╭─ ITEMS

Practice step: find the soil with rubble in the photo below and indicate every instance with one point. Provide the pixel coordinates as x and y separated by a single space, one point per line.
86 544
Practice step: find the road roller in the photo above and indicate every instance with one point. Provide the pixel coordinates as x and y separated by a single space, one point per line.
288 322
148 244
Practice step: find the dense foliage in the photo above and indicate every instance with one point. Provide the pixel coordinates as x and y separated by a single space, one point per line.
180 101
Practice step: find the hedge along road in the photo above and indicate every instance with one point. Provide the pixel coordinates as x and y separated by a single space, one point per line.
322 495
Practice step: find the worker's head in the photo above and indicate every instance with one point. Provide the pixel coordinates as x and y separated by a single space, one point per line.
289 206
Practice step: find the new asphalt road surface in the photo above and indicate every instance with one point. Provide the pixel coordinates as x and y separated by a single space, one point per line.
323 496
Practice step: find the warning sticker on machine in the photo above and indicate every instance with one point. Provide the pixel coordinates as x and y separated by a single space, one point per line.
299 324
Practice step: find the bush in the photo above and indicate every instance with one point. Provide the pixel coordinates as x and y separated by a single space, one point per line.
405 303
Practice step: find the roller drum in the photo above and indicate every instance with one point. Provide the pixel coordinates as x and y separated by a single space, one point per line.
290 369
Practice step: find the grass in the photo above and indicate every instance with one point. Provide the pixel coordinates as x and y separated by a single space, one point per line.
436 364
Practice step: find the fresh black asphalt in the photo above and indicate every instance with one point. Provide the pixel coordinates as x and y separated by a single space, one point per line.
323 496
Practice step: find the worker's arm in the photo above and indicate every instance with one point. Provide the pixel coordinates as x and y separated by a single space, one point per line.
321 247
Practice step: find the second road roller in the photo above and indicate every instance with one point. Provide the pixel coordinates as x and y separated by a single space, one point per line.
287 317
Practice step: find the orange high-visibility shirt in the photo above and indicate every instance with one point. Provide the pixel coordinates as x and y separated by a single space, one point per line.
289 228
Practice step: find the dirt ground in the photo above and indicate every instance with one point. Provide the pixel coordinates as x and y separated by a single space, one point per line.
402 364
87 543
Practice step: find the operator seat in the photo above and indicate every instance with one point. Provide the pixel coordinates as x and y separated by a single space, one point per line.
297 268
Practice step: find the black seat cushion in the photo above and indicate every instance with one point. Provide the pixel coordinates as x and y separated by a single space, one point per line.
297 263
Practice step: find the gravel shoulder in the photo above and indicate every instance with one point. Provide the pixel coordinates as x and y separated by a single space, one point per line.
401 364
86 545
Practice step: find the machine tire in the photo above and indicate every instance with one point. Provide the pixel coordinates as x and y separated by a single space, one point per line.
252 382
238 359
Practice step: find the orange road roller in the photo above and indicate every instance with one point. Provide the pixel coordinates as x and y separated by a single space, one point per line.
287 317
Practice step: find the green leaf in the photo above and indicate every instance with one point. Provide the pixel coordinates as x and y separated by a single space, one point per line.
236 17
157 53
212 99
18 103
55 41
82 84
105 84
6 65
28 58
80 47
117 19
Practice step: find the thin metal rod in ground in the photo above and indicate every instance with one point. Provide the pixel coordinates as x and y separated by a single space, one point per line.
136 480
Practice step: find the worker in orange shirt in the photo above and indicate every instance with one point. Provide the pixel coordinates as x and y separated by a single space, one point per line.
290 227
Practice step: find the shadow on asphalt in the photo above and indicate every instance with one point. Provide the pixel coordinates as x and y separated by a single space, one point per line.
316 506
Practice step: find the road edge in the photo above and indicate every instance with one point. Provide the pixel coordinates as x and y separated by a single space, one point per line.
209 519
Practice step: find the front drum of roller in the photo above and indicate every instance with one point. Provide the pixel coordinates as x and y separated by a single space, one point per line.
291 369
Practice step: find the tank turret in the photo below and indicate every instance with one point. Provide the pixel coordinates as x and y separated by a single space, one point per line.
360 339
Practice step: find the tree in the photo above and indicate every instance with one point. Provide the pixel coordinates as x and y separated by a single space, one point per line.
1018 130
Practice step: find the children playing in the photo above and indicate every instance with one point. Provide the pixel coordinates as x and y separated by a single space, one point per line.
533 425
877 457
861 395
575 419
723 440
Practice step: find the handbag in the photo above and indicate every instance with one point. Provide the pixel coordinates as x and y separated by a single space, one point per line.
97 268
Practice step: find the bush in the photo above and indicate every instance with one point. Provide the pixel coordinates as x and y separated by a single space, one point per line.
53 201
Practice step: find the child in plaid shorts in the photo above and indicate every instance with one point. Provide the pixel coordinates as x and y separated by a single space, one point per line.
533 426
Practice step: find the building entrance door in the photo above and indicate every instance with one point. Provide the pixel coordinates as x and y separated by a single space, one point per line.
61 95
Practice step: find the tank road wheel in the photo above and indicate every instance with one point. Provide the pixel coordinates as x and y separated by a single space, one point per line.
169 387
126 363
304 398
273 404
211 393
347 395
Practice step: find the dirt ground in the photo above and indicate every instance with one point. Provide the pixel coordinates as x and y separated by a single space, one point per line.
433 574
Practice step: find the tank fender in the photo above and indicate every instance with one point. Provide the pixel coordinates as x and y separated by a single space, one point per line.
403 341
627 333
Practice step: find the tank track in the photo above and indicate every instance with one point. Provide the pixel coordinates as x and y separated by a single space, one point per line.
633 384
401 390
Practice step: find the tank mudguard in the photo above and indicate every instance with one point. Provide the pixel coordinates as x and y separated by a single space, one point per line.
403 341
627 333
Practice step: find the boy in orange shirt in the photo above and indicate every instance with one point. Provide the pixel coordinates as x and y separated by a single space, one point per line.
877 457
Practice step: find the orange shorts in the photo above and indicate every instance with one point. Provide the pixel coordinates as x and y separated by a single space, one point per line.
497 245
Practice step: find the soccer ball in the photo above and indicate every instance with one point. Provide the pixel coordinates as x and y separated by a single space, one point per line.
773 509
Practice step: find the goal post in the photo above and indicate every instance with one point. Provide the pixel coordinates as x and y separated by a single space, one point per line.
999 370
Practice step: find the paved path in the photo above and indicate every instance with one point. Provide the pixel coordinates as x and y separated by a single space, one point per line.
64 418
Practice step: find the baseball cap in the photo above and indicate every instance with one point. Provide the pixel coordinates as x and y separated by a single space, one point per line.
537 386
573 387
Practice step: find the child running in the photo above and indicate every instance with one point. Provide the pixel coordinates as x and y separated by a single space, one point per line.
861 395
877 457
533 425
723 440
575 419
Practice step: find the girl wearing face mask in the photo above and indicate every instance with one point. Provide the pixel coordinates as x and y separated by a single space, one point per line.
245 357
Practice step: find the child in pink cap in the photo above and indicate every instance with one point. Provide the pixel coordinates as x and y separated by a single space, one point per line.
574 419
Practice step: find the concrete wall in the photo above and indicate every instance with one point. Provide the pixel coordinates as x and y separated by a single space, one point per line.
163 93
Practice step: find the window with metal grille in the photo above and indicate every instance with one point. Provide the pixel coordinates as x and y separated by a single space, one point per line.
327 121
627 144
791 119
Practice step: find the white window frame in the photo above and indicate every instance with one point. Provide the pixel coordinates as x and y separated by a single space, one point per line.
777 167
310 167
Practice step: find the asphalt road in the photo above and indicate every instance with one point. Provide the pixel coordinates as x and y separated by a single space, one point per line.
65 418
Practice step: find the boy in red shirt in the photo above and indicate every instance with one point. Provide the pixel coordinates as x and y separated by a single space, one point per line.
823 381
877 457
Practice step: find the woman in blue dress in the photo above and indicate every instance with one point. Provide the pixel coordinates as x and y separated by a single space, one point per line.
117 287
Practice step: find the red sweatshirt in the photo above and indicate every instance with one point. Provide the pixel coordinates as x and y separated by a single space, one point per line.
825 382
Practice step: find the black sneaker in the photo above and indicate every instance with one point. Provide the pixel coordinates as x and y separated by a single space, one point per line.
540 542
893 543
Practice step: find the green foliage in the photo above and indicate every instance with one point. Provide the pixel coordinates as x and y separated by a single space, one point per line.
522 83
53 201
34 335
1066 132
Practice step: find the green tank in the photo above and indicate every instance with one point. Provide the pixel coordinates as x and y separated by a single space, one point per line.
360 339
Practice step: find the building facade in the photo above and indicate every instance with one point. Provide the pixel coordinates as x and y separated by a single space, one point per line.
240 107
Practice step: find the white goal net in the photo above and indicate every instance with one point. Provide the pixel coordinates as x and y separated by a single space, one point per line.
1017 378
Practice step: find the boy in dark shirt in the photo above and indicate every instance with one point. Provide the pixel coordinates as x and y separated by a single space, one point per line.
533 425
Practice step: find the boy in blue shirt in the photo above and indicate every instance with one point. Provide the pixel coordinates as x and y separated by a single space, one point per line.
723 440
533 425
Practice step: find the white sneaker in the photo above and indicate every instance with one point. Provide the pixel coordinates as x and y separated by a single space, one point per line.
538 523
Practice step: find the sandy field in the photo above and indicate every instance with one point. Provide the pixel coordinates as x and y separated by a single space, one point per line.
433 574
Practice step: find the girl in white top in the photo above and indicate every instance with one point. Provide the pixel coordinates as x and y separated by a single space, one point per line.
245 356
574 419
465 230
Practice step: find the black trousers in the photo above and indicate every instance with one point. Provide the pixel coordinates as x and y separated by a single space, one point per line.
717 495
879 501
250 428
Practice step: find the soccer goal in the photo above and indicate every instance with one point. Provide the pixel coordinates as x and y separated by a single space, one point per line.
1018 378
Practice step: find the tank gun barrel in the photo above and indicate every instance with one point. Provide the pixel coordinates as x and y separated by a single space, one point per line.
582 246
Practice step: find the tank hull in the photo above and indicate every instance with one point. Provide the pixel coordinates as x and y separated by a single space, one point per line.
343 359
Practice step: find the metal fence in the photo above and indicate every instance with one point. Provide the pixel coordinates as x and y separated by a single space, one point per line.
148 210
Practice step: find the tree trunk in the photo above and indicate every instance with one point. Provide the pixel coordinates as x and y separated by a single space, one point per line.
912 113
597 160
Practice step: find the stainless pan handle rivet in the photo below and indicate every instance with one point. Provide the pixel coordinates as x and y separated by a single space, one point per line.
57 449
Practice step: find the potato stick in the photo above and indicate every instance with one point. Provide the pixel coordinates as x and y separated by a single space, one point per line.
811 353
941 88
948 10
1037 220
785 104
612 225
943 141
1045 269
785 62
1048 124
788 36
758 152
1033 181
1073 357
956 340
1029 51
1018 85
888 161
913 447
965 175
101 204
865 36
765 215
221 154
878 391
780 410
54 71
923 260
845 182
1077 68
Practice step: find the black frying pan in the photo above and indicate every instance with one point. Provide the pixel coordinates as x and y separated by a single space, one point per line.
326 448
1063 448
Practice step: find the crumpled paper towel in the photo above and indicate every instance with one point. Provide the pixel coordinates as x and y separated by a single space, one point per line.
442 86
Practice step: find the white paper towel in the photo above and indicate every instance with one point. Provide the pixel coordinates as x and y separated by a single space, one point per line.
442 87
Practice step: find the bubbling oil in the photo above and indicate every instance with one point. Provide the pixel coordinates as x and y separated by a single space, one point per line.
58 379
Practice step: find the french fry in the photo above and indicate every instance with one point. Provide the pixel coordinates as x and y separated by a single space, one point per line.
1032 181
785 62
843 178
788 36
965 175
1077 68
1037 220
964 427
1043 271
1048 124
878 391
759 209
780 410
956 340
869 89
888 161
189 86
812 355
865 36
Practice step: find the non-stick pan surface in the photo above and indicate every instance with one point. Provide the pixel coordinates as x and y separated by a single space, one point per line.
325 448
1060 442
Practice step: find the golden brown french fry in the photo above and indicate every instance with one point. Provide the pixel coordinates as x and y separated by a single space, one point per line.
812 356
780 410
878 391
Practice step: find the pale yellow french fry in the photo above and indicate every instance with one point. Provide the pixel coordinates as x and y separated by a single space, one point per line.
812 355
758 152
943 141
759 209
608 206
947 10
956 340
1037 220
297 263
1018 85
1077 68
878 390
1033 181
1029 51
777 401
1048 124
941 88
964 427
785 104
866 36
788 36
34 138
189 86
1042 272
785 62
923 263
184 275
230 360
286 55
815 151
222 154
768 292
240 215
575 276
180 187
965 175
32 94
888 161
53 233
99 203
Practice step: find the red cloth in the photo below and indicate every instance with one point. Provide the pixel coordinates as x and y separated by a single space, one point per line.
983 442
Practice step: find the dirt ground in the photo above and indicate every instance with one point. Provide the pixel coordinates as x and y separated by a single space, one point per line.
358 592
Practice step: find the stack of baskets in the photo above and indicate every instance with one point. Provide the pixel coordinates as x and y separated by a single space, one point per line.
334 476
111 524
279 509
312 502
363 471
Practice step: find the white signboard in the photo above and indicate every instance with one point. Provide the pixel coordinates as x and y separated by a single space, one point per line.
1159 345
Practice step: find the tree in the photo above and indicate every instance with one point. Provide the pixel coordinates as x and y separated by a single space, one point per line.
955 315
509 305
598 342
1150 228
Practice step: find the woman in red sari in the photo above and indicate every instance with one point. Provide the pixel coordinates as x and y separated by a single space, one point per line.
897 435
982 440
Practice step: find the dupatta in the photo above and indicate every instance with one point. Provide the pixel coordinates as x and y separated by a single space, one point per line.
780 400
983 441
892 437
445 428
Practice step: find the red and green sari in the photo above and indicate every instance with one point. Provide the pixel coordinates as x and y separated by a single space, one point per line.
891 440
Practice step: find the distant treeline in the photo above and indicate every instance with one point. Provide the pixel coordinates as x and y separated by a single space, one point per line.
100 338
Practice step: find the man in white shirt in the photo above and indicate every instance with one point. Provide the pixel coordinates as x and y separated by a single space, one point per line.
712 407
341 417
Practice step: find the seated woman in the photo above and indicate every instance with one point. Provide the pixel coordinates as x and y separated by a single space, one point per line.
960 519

╰─

Put everything from the line containing "Practice step: find the woman in red" down through the end of the material into a Markdown table with the columns Number and Text, one line per row and blank lines left out.

| Number | Text |
|---|---|
| 1 | Practice step: find the woman in red sari in the photo above and indicate every instance with one point. Provide the pixel coordinates as x and y separated by a single space, one point per line. |
| 2 | 897 435 |
| 3 | 982 440 |
| 4 | Practice step: find the dupatta in the photo above and indicate every instance with one point. Provide the pixel coordinates as x and y separated by a single space, one point per line. |
| 5 | 780 400 |
| 6 | 983 441 |
| 7 | 892 437 |
| 8 | 445 428 |
| 9 | Practice step: find the red and green sari in the photo above and indicate every instance with one point. Provide the pixel coordinates as x and y separated by a single space, one point per line. |
| 10 | 891 440 |
| 11 | Practice step: find the distant treeline in the photo above and indicate every instance with one point. Provide the pixel coordinates as x and y separated by a single space, one point per line. |
| 12 | 100 338 |
| 13 | Practice step: find the man in white shirt in the photo above and indicate every instance with one point. Provide the pixel coordinates as x and y separated by a single space, one point per line. |
| 14 | 712 407 |
| 15 | 341 417 |
| 16 | Practice step: find the seated woman in the photo above and indicate every instance with one point. Provide the pixel coordinates as x and y separated by a single space, one point per line. |
| 17 | 960 519 |